### DOCUMENT PASSAGE
== Segment start ==

Senior ETL Pipeline Engineer
Caris Life Sciences
At Caris, we understand that cancer is an ugly word—a word no one wants to hear, but one that connects us all. That’s why we’re not just transforming cancer care—we’re changing lives.
We introduced precision medicine to the world and built an industry around the idea that every patient deserves answers as unique as their DNA. Backed by cutting-edge molecular science and AI, we ask ourselves every day: “What would I do if this patient were my mom?” That question drives everything we do.
But our mission doesn’t stop with cancer. We're pushing the frontiers of medicine and leading a revolution in healthcare—driven by innovation, compassion, and purpose.
Join us in our mission to improve the human condition across multiple diseases. If you're passionate about meaningful work and want to be part of something bigger than yourself, Caris is where your impact begins.

== Segment end ==

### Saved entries
== Segment start ==

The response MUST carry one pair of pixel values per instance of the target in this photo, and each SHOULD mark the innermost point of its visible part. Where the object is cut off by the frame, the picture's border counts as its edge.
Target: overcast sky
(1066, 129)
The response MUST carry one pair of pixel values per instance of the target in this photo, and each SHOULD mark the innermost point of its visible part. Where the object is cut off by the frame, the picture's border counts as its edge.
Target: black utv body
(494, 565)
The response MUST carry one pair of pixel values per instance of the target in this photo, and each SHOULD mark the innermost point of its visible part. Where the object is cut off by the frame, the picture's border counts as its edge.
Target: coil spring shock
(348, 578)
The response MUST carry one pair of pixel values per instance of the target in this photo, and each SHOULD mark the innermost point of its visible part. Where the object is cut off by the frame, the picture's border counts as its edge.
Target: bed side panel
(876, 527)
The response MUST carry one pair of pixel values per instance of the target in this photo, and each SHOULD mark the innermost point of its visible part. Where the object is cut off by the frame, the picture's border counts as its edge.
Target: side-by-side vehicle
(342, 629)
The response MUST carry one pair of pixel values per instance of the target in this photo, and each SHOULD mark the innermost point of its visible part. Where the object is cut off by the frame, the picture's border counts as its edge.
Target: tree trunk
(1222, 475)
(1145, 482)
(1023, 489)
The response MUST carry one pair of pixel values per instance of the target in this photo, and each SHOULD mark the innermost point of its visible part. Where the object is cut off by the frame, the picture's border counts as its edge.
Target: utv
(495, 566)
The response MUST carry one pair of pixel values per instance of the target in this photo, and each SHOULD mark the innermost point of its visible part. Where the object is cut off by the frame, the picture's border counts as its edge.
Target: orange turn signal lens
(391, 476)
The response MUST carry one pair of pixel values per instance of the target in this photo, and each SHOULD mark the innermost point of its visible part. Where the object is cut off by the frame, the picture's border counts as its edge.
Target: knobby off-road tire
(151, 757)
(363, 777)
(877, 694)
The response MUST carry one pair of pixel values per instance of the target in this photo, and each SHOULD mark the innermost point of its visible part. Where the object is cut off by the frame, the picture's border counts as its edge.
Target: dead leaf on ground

== Segment end ==

### WHAT TO WORK ON
1. From the Caris job posting above, write out the passage between "We introduced precision" and "compassion, and purpose.", inclusive.
2. Answer these questions from the Caris job posting above:
(a) What job title heads the posting?
(b) What question does the company say it asks itself every day?
(c) What three things does the posting say drive its revolution in healthcare?

### RESPONSES PER TASK
1.
We introduced precision medicine to the world and built an industry around the idea that every patient deserves answers as unique as their DNA. Backed by cutting-edge molecular science and AI, we ask ourselves every day: “What would I do if this patient were my mom?” That question drives everything we do.
But our mission doesn’t stop with cancer. We're pushing the frontiers of medicine and leading a revolution in healthcare—driven by innovation, compassion, and purpose.

2.
(a) Senior ETL Pipeline Engineer
(b) "What would I do if this patient were my mom?"
(c) Innovation, compassion, and purpose